[Instrucciones]: Por favor, continúa el fragmento sobre la dirección de Soderbergh a partir de su última oración.

[Fragmento para leer]:
-------------------------

Porque no basta con la materia prima.
Explotar la puesta en escena digital en narraciones ambientadas en espacios conquistados por el viejo archivo visual es, sorprendentemente, un terreno aun por explorar. Michael Mann lo logró (vaya si lo logró) con su aproximación a la figura de John “supermiembro” Dillinger, aplicando la nueva textura del bit y el render sobre un imaginario, el del hampa de los años 30 y 40, levantado a base de texturas rugosas positivadas, impresas sobre papel de periódico, proyectadas a través de celuloide. De ahí que la dirección de Soderbergh resulte no solo formalmente disfrutable, sino también particularmente novedosa: inquietante en su nerviosismo (sin caer en la orgía anfetamínica de Paul Greengrass), salpicada de planos encuadrados con las líneas de fuga y construcción de la fotografía de la época, iluminada con el juego de sombras de una época que se asomaba con cautela al inminente fulgor permanente de las ciudades.

-------------------------

[Registros de datos]:
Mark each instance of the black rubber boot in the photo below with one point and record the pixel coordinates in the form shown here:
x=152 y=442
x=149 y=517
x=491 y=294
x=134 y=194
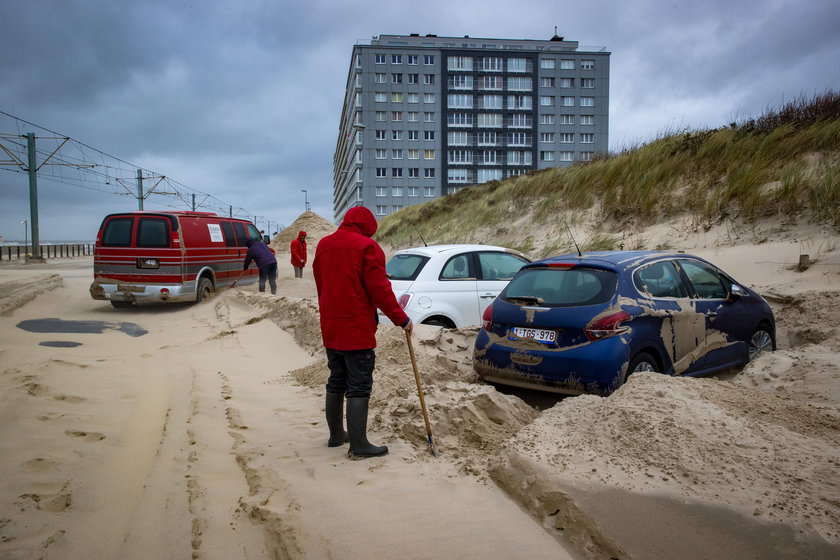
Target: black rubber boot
x=334 y=409
x=357 y=428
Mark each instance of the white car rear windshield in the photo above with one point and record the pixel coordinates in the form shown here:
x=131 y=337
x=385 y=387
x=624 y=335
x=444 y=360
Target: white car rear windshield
x=562 y=287
x=405 y=267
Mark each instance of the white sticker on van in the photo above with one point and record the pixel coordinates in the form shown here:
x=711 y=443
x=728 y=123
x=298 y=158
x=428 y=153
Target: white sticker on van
x=215 y=233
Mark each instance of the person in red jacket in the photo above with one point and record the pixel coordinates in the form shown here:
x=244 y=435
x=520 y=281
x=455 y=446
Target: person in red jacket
x=349 y=269
x=298 y=249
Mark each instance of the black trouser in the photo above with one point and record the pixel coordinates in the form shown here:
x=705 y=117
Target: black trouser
x=351 y=372
x=270 y=273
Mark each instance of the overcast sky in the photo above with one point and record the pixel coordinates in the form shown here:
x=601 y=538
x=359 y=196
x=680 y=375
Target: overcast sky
x=241 y=99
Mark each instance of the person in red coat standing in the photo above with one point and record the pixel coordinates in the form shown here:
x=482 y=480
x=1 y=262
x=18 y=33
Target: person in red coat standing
x=298 y=249
x=349 y=269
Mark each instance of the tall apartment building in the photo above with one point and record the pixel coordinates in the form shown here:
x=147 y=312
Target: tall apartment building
x=425 y=116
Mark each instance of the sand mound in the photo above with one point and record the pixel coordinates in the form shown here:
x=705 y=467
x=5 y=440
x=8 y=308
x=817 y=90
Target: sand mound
x=315 y=226
x=697 y=444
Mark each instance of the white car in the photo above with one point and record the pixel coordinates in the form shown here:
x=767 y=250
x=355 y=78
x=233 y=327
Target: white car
x=451 y=285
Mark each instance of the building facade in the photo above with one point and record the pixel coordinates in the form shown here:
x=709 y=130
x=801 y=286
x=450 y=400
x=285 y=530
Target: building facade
x=425 y=116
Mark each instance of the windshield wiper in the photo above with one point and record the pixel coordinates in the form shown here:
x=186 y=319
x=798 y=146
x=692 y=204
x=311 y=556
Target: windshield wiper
x=526 y=299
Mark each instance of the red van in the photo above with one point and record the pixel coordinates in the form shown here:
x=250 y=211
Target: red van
x=149 y=257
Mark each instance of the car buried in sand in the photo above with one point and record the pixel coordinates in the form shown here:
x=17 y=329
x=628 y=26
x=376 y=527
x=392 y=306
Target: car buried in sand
x=451 y=285
x=584 y=323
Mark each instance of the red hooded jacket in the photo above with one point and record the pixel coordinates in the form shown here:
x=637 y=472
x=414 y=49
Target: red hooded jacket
x=298 y=249
x=349 y=270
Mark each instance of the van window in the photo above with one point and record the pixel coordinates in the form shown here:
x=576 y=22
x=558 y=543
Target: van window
x=118 y=232
x=230 y=238
x=152 y=232
x=240 y=233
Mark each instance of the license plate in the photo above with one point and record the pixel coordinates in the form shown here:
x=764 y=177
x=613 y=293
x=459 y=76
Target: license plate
x=540 y=335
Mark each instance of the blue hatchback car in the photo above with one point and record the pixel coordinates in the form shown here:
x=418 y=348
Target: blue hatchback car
x=583 y=323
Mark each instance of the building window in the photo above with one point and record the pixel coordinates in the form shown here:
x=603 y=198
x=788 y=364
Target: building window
x=520 y=84
x=460 y=81
x=490 y=120
x=459 y=119
x=517 y=65
x=463 y=63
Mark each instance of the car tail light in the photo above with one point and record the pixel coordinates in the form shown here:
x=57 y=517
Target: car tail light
x=487 y=317
x=610 y=325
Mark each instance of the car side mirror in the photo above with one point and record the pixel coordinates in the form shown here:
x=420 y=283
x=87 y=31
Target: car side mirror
x=736 y=292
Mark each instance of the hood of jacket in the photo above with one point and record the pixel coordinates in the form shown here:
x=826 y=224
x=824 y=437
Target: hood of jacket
x=360 y=219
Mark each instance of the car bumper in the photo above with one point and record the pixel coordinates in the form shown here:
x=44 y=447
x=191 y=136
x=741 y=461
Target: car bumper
x=595 y=367
x=144 y=293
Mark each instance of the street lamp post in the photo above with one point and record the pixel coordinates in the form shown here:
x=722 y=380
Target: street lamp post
x=25 y=237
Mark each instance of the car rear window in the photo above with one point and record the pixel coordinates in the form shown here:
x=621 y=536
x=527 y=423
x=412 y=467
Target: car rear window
x=405 y=267
x=118 y=232
x=562 y=287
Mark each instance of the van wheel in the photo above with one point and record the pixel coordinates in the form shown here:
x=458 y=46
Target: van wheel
x=205 y=290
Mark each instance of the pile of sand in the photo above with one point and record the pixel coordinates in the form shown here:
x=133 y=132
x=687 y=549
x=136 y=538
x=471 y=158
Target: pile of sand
x=315 y=226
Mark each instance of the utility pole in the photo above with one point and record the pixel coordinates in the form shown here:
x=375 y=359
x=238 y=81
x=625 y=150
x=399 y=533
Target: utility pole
x=33 y=196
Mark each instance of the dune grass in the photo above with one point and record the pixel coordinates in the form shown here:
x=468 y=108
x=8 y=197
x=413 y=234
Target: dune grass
x=786 y=161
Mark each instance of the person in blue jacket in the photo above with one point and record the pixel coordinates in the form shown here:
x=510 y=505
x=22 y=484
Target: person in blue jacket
x=264 y=258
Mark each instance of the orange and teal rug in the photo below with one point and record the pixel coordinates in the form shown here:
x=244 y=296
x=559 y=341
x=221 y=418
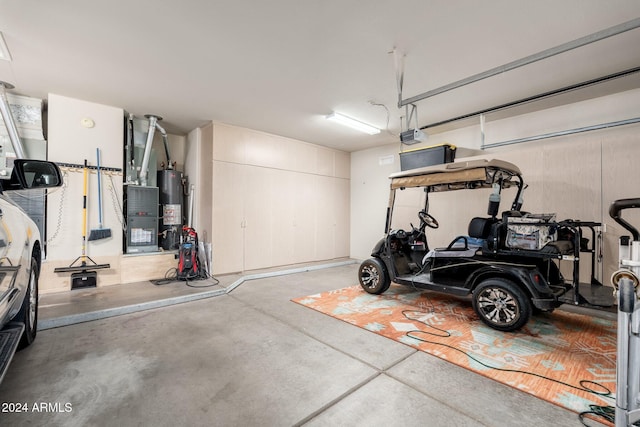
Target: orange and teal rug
x=564 y=358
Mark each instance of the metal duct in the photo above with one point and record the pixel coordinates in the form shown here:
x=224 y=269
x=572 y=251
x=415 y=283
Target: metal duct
x=10 y=124
x=144 y=168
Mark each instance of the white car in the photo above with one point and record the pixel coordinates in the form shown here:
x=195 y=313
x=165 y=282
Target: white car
x=21 y=249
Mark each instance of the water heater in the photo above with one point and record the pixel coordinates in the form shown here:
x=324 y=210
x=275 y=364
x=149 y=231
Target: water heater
x=171 y=194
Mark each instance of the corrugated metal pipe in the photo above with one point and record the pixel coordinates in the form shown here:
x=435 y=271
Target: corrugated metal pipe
x=9 y=123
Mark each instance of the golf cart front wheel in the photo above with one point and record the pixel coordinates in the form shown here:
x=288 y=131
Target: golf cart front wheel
x=501 y=304
x=373 y=276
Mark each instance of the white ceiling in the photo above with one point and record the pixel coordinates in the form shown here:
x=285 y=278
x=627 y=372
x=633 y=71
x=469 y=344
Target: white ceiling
x=280 y=66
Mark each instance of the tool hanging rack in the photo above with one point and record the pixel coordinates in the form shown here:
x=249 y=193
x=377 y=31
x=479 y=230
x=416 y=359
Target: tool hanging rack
x=79 y=167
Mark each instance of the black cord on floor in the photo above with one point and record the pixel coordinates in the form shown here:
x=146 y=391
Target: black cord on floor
x=172 y=276
x=605 y=412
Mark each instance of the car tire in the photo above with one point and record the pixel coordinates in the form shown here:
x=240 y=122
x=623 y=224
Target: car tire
x=373 y=276
x=29 y=310
x=501 y=304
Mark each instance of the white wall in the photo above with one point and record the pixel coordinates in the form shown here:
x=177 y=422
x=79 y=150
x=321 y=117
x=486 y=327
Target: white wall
x=575 y=176
x=267 y=200
x=71 y=142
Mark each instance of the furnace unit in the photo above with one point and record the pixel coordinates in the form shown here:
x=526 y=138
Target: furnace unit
x=141 y=206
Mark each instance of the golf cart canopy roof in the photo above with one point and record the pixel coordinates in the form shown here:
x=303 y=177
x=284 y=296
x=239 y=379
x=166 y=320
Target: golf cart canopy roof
x=459 y=175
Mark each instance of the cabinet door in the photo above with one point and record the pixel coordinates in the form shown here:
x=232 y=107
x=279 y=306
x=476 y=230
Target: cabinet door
x=228 y=217
x=258 y=211
x=283 y=221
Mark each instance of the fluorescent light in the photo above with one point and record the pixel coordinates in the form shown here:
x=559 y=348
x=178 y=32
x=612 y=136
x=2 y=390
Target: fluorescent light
x=353 y=123
x=4 y=50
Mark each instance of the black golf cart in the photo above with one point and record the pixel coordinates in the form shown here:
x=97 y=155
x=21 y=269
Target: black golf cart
x=508 y=263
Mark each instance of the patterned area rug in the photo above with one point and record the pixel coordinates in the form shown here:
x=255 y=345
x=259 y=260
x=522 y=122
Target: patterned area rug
x=564 y=358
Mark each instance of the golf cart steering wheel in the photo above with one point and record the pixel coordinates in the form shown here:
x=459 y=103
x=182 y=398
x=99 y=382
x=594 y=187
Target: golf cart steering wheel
x=428 y=220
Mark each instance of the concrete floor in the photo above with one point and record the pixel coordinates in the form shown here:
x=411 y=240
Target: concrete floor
x=247 y=358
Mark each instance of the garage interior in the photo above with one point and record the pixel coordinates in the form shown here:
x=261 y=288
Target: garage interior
x=214 y=117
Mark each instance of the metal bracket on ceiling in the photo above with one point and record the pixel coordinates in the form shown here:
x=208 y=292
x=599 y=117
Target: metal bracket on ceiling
x=565 y=47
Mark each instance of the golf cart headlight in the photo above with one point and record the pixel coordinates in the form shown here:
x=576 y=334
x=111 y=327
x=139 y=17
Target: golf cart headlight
x=624 y=274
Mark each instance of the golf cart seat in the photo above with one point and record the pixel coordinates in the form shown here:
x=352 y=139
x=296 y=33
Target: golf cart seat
x=465 y=246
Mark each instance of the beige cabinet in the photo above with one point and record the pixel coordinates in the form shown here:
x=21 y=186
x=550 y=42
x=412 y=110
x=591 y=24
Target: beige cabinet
x=276 y=201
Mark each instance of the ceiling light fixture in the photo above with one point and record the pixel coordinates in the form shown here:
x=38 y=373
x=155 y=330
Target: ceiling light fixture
x=4 y=50
x=353 y=123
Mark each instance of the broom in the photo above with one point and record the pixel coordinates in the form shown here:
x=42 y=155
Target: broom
x=99 y=233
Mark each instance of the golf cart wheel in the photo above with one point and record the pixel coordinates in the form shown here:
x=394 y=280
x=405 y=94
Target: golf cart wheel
x=501 y=304
x=373 y=276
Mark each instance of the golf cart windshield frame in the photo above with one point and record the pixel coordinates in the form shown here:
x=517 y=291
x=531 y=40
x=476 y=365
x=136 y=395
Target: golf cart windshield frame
x=474 y=174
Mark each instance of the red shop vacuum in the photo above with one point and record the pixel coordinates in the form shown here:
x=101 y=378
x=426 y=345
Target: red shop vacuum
x=188 y=264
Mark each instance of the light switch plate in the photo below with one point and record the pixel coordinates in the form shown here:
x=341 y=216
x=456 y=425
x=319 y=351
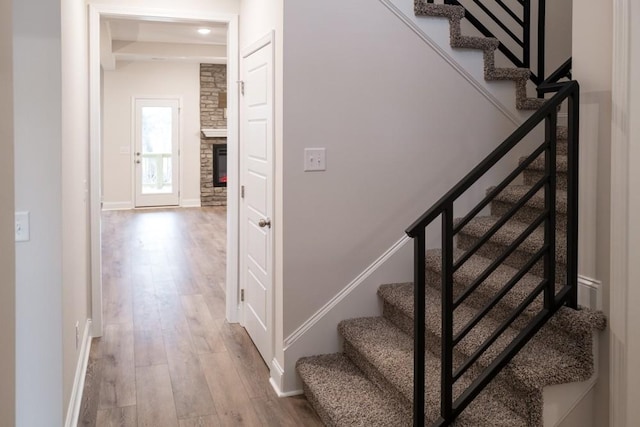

-------------------------

[Tu respuesta]:
Tampoco es difícil descubrir estos pequeños logros innovadores (sin demasiado estrépito, susurrantes) en el desarrollo de los personajes, como una bofetada creativa ¿no intencionada? a los cargantes tropos del doctor House: el genio, la adicción, la tormentosa relación del genio con su subordinado, las dificultades de una inesperada directora de hospital para ejercer su autoridad años antes de que las sufragistas encogieran las ya estremecidas gónadas de esos hombres adictos a mejunjes inanes. En The Knick los temas estirados en House para mayor gloria de su efímera figura se matizan, no existen como excusa para deleitarnos en el magnético doctor interpretado por Clive Owen, tienen entidad, un peso lo suficientemente grande como para seguir sus propios caminos.
En definitiva, el estilo, quizá ya un poco sobrepasado por su propio sentido de molde industrial (pero indudablemente efectivo), de la ficción HBO.
Y Cliff Martínez.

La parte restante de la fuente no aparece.